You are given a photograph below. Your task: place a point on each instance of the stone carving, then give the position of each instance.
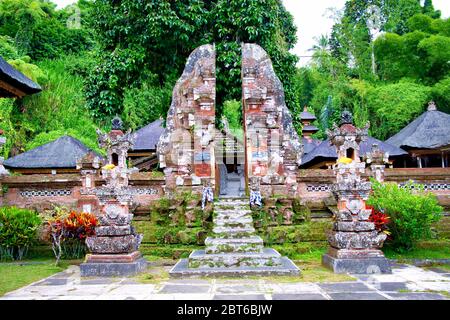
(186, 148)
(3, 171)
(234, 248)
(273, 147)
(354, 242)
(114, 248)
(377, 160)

---

- _WRITTEN REQUEST_: Please update the records above by replacing "stone carving" with "stone figure" and leaving everything else unchanged. Omit the pictures from your answer.

- _RESULT OF THIS TASK_:
You are given a photograph below. Your task: place a point on each instance of the stone figure, then give the position of each instance.
(186, 148)
(3, 171)
(234, 248)
(273, 147)
(354, 242)
(114, 248)
(377, 160)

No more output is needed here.